TASK DETAILS:
Print the data below line for line without changing a word, and leave the pictures out.
— Start of DATA PROVIDED —
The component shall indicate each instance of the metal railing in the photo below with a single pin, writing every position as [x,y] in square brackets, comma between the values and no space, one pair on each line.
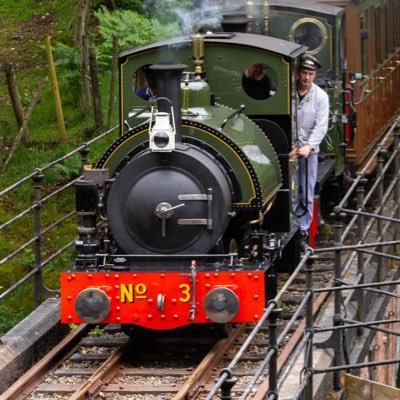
[374,223]
[375,229]
[34,210]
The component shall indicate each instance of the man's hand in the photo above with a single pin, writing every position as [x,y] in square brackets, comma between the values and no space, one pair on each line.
[304,151]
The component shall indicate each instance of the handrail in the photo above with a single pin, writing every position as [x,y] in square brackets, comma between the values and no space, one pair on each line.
[354,290]
[35,212]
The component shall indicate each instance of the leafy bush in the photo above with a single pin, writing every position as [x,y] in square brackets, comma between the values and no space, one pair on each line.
[131,29]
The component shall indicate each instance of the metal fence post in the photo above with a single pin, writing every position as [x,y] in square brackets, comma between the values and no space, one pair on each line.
[273,345]
[396,148]
[360,255]
[337,318]
[309,328]
[379,222]
[37,279]
[84,155]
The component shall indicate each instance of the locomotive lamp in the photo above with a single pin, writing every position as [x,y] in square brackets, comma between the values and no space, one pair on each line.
[162,133]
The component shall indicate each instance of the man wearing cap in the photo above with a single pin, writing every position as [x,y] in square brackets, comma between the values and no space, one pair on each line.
[312,125]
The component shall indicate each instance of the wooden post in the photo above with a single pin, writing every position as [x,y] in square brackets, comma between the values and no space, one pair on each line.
[94,74]
[15,97]
[82,43]
[114,70]
[56,93]
[17,140]
[85,75]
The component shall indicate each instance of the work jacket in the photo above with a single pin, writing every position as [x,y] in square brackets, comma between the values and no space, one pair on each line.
[312,117]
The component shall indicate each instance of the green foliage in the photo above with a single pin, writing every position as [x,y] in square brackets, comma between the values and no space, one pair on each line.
[168,11]
[68,62]
[131,28]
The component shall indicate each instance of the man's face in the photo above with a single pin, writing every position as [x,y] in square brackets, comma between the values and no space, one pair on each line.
[307,76]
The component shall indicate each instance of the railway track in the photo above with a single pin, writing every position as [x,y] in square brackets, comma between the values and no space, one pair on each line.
[93,363]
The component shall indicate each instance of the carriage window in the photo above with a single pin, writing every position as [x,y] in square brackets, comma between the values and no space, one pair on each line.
[257,83]
[144,83]
[309,32]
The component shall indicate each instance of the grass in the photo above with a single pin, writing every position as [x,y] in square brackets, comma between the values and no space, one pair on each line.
[23,26]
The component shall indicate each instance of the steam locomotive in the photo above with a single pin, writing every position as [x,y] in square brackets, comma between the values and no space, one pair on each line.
[191,212]
[177,220]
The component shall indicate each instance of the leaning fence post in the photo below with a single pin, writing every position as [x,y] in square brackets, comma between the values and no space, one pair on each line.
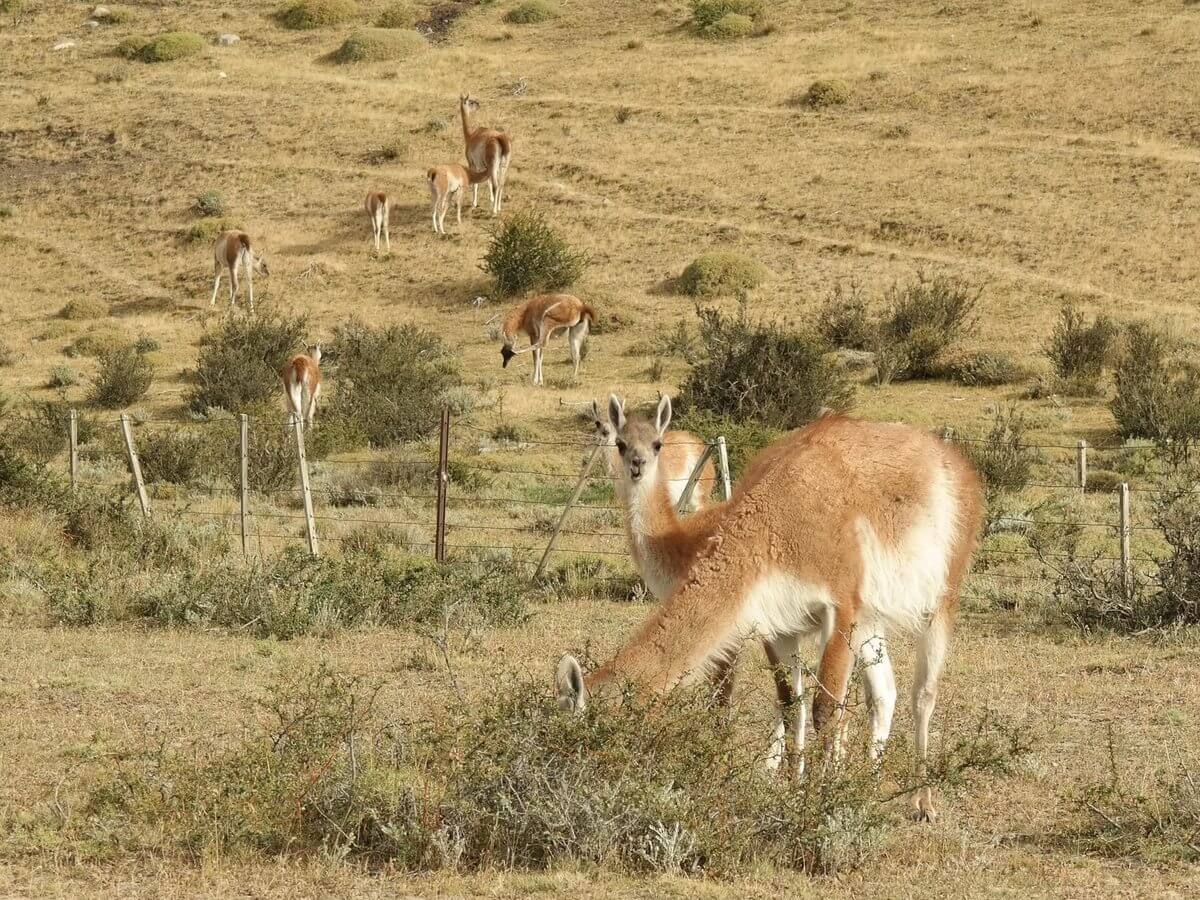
[1126,562]
[305,486]
[723,461]
[75,449]
[693,479]
[439,533]
[245,481]
[571,501]
[135,466]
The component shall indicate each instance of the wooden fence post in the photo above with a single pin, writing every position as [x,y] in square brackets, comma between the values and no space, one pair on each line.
[305,486]
[694,478]
[723,462]
[1126,561]
[439,534]
[75,449]
[574,498]
[135,466]
[245,481]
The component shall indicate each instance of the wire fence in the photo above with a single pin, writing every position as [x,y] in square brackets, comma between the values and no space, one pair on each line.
[258,484]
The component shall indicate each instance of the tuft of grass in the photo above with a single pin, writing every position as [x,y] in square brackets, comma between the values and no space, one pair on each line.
[825,93]
[305,15]
[526,253]
[84,307]
[531,12]
[721,273]
[378,45]
[124,378]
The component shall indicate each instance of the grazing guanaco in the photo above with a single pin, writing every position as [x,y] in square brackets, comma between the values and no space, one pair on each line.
[543,317]
[681,453]
[378,207]
[843,529]
[447,181]
[487,150]
[232,249]
[301,384]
— End of DATA PROVIDED —
EXERCISE RESULT:
The component shall indicate each instance of the metal railing in the photo below with a single pin, writing every position as [x,y] in square brackets, comma between the values and no space, one pair on each line.
[374,223]
[375,229]
[34,210]
The component shall indicate each instance of the man's hand in the photo above with a single pin, writing every position as [x,y] in square brackets, comma between the values and no space, one pair on each line.
[304,151]
The component shall indicate each instance of the handrail in the photo above with a single pin, writing every position as [x,y] in square brackets, comma between the values and no space, one pair on each line.
[354,290]
[35,212]
The component shall indicate each instance of the leafy bush in the photo above with a single pin, writing every position as [x,y] in square brackets, comma between the values and no space, one pair on each line.
[131,29]
The component shall indicate each instance of the metal fence post in the photo above with a single pin, writing every position as [x,y] in square brackets, comma between the values and no space, one pair on each line.
[273,345]
[396,148]
[360,255]
[337,318]
[309,328]
[379,222]
[37,279]
[84,155]
The component shall indicate each instance of the locomotive lamp in the photo above with a single pin, writing every position as [x,y] in square brackets, comma between the values and no space, one pair on each line.
[162,133]
The component shall indicate each instance of the man wearing cap in the photo above with a single pin, writing every position as [x,y] in square brackets, comma between the values and no space, one pair on each line.
[312,125]
The component shall indicate each instance of the wooden post in the photo above with a single pin, writing every position as [x,y] in square brackets, comma between the values and no space, one pair on each line.
[94,74]
[15,97]
[82,43]
[114,70]
[56,93]
[17,140]
[85,75]
The component shall indicate each instance of the work jacket in the photo above with a single pin, writing every position as [x,y] in square brackets, comma between the values and no space, one pair on each line.
[312,117]
The component shall indicate each instance of the green foliage in the photo above with a single pin, writing every position as [x,y] in square brackets, comma between the values and no space, one pair on each line.
[168,11]
[68,62]
[131,28]
The component shall indicate each instance of the man's face in the photo above with a single pin, writing every position as [x,y] in square brackets, comma between the values and no space, one pair on each line.
[307,76]
The component shall indicate each instance of the railway track in the photo above with a single pin, writing every position as [x,y] in square brackets, comma between the values and no space, one pair on each line.
[93,363]
The component shall indicate each instance of the carriage window in the photo above with a single pin, writing every position as [x,y] in square brackets, comma between the values and no space, one pair on each line.
[257,83]
[144,83]
[309,32]
The component shall indicate each instance of the grass in the photo above with a single pin, writing every position as [x,y] in square brackets, comma between the values and no space, one pair on each line.
[23,26]
The component shall indicate each instance of the steam locomotive in the photo above with a single pin, writing every position as [x,y] in square brackets, comma between the values and no space, one pair on each line.
[191,212]
[177,220]
The component shall indicate each instance of the leaning fence post in the photo below with a single pin, writing every position as [x,y] in square brackets, comma between the values and no space, one pair on each line.
[1126,562]
[305,486]
[723,461]
[75,449]
[693,479]
[439,533]
[245,481]
[571,501]
[135,466]
The component shall indicate each instance of the wooden fence post in the photo above with a single pin, writing every position as [x,y] in square brackets, comma between the values and no space, one pair on each line.
[305,486]
[694,478]
[723,462]
[1126,561]
[439,534]
[75,449]
[574,498]
[135,466]
[245,481]
The component shall indicate each instance of the wire fence in the photo above with a single pin, writing every position as [x,y] in square brackets, comma between the values and no space, one pair on each line.
[258,484]
The component shall indicate each instance of the tuft of grass in the photo above with a single pin, writing every position as [x,y] in square brackets, comma between the values and no space, one pair on each line.
[825,93]
[305,15]
[526,253]
[84,307]
[531,12]
[721,273]
[378,45]
[124,378]
The component shall indicate each instance of the grazing guanaco in the photo above with a single pin, writing every position as [x,y] in square brackets, comma between the values and no space, one pair on each line.
[543,317]
[681,453]
[378,207]
[843,529]
[447,181]
[487,150]
[232,249]
[301,384]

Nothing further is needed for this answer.